=== Document extract ===
_ _ _ _ _

When the Lord spoke to me about His plan for my life, I immediately thought of many objections. My first was that I was a woman, so how could He use me? I told Him I didn't have the kind of tremendous testimony that would cause people to listen to me. He said, "Betty, it is not your testimony that will cause people to listen, but it will be My Spirit and My anointing." He then ministered to me in a beautiful way to show me in His Word that it was Scriptural for women to minister. Most of these truths are in this teaching. Our confusion over women ministering comes by misunderstanding the full counsel of God's Word. The verse with which this chapter begins is one of the first He revealed to me, "...there is neither male nor female..." in the Spirit. In heaven there will be no sex; so if we are walking in the Spirit now, we will not be conscious of sex, but only of the Spirit of God.

"For in the resurrection they neither marry, nor are given in marriage, but are as the angels of God in heaven" (Matthew 22:30).

My husband and I have been privileged to serve the Lord together as evangelists, pastors, teachers and now pioneering this new work on the Internet. It's rewarding to allow the Holy Spirit to minister through us as He sees fit. We only want to be those vessels who stand ready for the Master's use. The Lord uses Bud to relate to many that I could not reach, and He uses me to minister to others that he could not reach. Together we are able to accomplish much more for the Lord than we would if we were ministering by ourselves. We are grateful that the Lord called us into His service together.

God bless you! Betty

Here was some of my email correspondence to my office friend,
me said:
There's no inference of the women of the congregation in this passage, 1st Tim. 2:11-13. It simply says that, "A woman should learn in quietness and full submission. I do not permit a woman to teach or to have authority over a man; she must be silent. For Adam was formed first, then Eve." Some women will be called to the ministry. That's not what I'm arguing. Women can be in the ministry and not in leadership authority at the same time. But the Bible is clear. A woman cannot have authority over a man. The epistles of Timothy are known as the "Pastoral Epistles" because that's where Christians get so much of their doctrines for the Church and pastoring. I cannot see how an individual can say that it is ok. God's Word says so simply, "I do not permit a woman to teach or to have authority over a man". No matter how hard Betty Miller or other women profess it is ok, or Christ changed that, this fact remains: God did not say it was ok. He said it was not ok, quite clearly, in 1st Tim. 2:12. That does not mean that women can't be in ministry, or can't be in a leading role. It simply means they cannot have authority over a man.
Further, how can a woman be a minister? She can only minister to women, not to men. "I do not permit a woman to teach or to have authority over a man" is clear that women pastors would not be effective since men are not under their authority - they would only preach to half the congregation! Now, with a man pastor, the whole congregation is under his authority. Women, I guess, can pastor all they want (if that's what they choose), but no woman pastor is in a place of authority over me, since I am a man. Further, I've yet to see a women pastor that I would consider able to even teach men, with the possible exception of Beth Moore. I see you have your beliefs and I have mine, and that's ok. I'm not trying to force my views on you. But the Word of God is very clear on this, and I believe this misconception is common in the Pentecostal progressive movement of today's church.

_ _ _ _ _

=== Recorded data ===
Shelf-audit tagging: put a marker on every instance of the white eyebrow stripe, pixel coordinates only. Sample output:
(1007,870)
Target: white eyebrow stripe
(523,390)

_ _ _ _ _

=== Exercises to complete ===
A. Render this sentence from the essay on women in ministry in Spanish: "Together we are able to accomplish much more for the Lord than we would if we were ministering by ourselves."
B. Reproduce a passage of the essay on women in ministry word for word. Begin at the words "Further, how can" and stop after "of today's church.".
C. Write the next part of the essay on women in ministry, picking up after its last sentence.

=== Answers to the exercises ===
A. Juntos podemos lograr mucho más para el Señor que si estuviéramos ministrando por nuestra cuenta.

B.
Further, how can a woman be a minister? She can only minister to women, not to men. "I do not permit a woman to teach or to have authority over a man" is clear that women pastors would not be effective since men are not under their authority - they would only preach to half the congregation! Now, with a man pastor, the whole congregation is under his authority. Women, I guess, can pastor all they want (if that's what they choose), but no woman pastor is in a place of authority over me, since I am a man. Further, I've yet to see a women pastor that I would consider able to even teach men, with the possible exception of Beth Moore. I see you have your beliefs and I have mine, and that's ok. I'm not trying to force my views on you. But the Word of God is very clear on this, and I believe this misconception is common in the Pentecostal progressive movement of today's church.

C.
Thoughts???:1_grouphug:
 

mmetts

New Member
Further, I've heard a lot about this teaching, which is included in the passage by Betty Miller:
Betty said:
When Eve ate the forbidden fruit and enticed Adam to sin with her, one of the consequences for women was the loss of equality with men, as men were to rule over women, instead of men and women ruling together. She would now be "ruled by her husband." However, when Jesus came as sinless Man and died as the Messiah on the cross for us, all things were restored positionally. In actuality, the restoration of man (men and women) began to take place at that very moment.

Does anyone else feel like this is wrong?

Betty Miller also explains how 1st Timothy 2:12 is wrong (rather poorly):
Betty said:
"Let your women keep silence in the churches: for it is not permitted unto them to speak; but they are commanded to be under obedience, as also saith the law" (1 Corinthians 14:34).

"Let the woman learn in silence with all subjection. But I suffer not a woman to teach, nor to usurp authority over the man, but to be in silence" (1 Timothy 2:11-12).

In these verses, Paul cannot be addressing women who were in the ministry, but rather those in the congregation who were out of order. How do we know this? We have many such proofs, many from Paul himself. Here is a partial list of women who were all in influential positions of leadership in the early church.

This is all that she offers in regard to the verse, so this is her entire context. I am greatly interested in a scriptural, Baptist, POV on this whole doctrine.
 

Mr.M

New Member
Why are you under duress because of her erring opinion. She is wrong. Okay, so what is new? Many people are wrong on many occasions, does it always give you this much duress? It shouldn't. I am not trying to speak down to you, by the way, just frankly because sometimes that works better than someone agreeing with you and then telling you to go back in there and fight. Don't.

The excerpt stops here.